- TRECHO SELECIONADO -
Quando se trata de determinar o gênero das visitantes francesas, tudo pode acontecer
Luís Carlos W., de Guarulhos (SP), comparece com uma novidade: “Vi um lançamento no jornal que me deixou em dúvida, professor. Como já ocorre com bicicletas, em breve vamos dispor também de patinetes para alugar. O problema é que a reportagem fala todo o tempo em patinetes compartilhadas e patinetes elétricas, e eu, que já tenho netos, passei toda a minha vida usando patinete como masculino. Minha filha tem um dicionário que diz que é feminino mesmo, mas eu não me conformo. Falei errado todo esse tempo? E meus amigos também? Isso é coisa do novo Acordo Ortográfico?”.
Começo respondendo à tua última pergunta: a resposta é não. O Acordo, mesmo que tenha seus defeitos (e não são poucos, como cansei de expor nesta coluna), não trata disso. Ele regula apenas a maneira de escrever as palavras, ou seja, o uso das letras e dos sinais de que se utiliza nosso sistema ortográfico.
Agora, vamos à tua dúvida central: patinete é masculino ou feminino? Que o termo vem do Francês patinette, ninguém discute. Nas margens do Sena, é um substantivo feminino. E aqui? Em que porta do banheiro ele vai entrar – “Eles” ou “Elas”? “Damas” ou “Cavalheiros”? Ou, como vi num desses cafés de estrada, na porta do “Adão” ou na da “Eva”? (este maniqueísmo, considerado conservador para alguns, corresponde a um mundo em que os banheiros eram distribuídos por sexo, não por gênero).
Ora, como sabes, atribuímos um gênero a todos os nossos substantivos. Os que correspondem a seres sexuados (leão, professor, mestre) geralmente apresentam uma forma masculina e uma feminina; nesses casos, o gênero combina biologicamente com o sexo. O gênero dos demais substantivos, contudo, é arbitrário: eles se distribuem entre masculinos e femininos segundo critérios imponderáveis. Como apontou Jorge Luiz Borges, nada explica − nem o significado, nem o tamanho − por que espada e alfinete têm o gênero que têm.
No caso de palavras importadas, a hesitação é praticamente inevitável, já que nada pode nos dizer, de antemão, se o vocábulo vai ser masculino ou feminino quando chegar aqui. Ao ingressar em nosso idioma, qualquer vocábulo imigrante deverá ser classificado mentalmente pelo falante num dos dois gêneros que o Português reconhece, sem garantia alguma de que vá coincidir com o gênero que tinha no idioma de origem. Há casos clássicos de palavras que mudaram de gênero na travessia do Atlântico: por exemplo la cocarde virou o cocar, la purée virou o purê (ou, na linguagem das crianças, o pirê) e la enveloppe virou o envelope.

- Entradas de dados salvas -

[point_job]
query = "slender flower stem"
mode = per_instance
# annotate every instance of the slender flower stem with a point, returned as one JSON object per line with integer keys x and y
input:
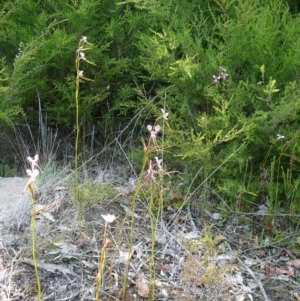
{"x": 79, "y": 217}
{"x": 33, "y": 222}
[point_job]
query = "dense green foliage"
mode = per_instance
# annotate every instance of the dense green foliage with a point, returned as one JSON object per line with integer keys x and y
{"x": 154, "y": 53}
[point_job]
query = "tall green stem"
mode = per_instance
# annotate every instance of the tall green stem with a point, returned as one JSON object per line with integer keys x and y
{"x": 33, "y": 222}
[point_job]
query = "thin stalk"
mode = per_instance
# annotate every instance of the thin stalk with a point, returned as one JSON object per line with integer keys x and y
{"x": 33, "y": 222}
{"x": 102, "y": 260}
{"x": 133, "y": 204}
{"x": 79, "y": 216}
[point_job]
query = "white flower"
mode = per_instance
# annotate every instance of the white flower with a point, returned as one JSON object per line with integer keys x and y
{"x": 33, "y": 175}
{"x": 109, "y": 218}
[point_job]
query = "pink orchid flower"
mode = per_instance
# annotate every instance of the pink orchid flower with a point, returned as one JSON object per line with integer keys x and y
{"x": 153, "y": 130}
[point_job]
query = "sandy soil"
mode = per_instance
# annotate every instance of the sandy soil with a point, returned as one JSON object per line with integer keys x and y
{"x": 12, "y": 197}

- TAREFA 1 -
Com base no trecho, responda:
(a) De que cidade é o leitor Luís Carlos W.?
(b) O que o Acordo Ortográfico regula, segundo o trecho?
(c) Que três palavras francesas são dadas como exemplo de mudança de gênero ao chegar ao português?
- TAREFA 2 -
Resuma o trecho em duas frases.
- TAREFA 3 -
Edite o trecho: reescreva-o de "Ora, como sabes, atribuímos" até "gênero que têm.", inclusive, trocando "arbitrário" por "aleatório".

- RESPOSTA 1 -
(a) Ele é de Guarulhos (SP).
(b) O Acordo regula apenas a maneira de escrever as palavras, ou seja, o uso das letras e dos sinais do sistema ortográfico.
(c) As palavras são la cocarde, que virou o cocar; la purée, que virou o purê; e la enveloppe, que virou o envelope.

- RESPOSTA 2 -
Um leitor de Guarulhos pergunta se patinete é masculino ou feminino e se a questão tem relação com o novo Acordo Ortográfico, e a resposta é que o Acordo trata apenas da escrita das palavras e que o termo vem do francês patinette, feminino nessa língua. O trecho explica ainda que o gênero dos substantivos que não correspondem a seres sexuados é arbitrário e que palavras importadas podem mudar de gênero ao entrar no português, como ocorreu com cocar, purê e envelope.

- RESPOSTA 3 -
Ora, como sabes, atribuímos um gênero a todos os nossos substantivos. Os que correspondem a seres sexuados (leão, professor, mestre) geralmente apresentam uma forma masculina e uma feminina; nesses casos, o gênero combina biologicamente com o sexo. O gênero dos demais substantivos, contudo, é aleatório: eles se distribuem entre masculinos e femininos segundo critérios imponderáveis. Como apontou Jorge Luiz Borges, nada explica − nem o significado, nem o tamanho − por que espada e alfinete têm o gênero que têm.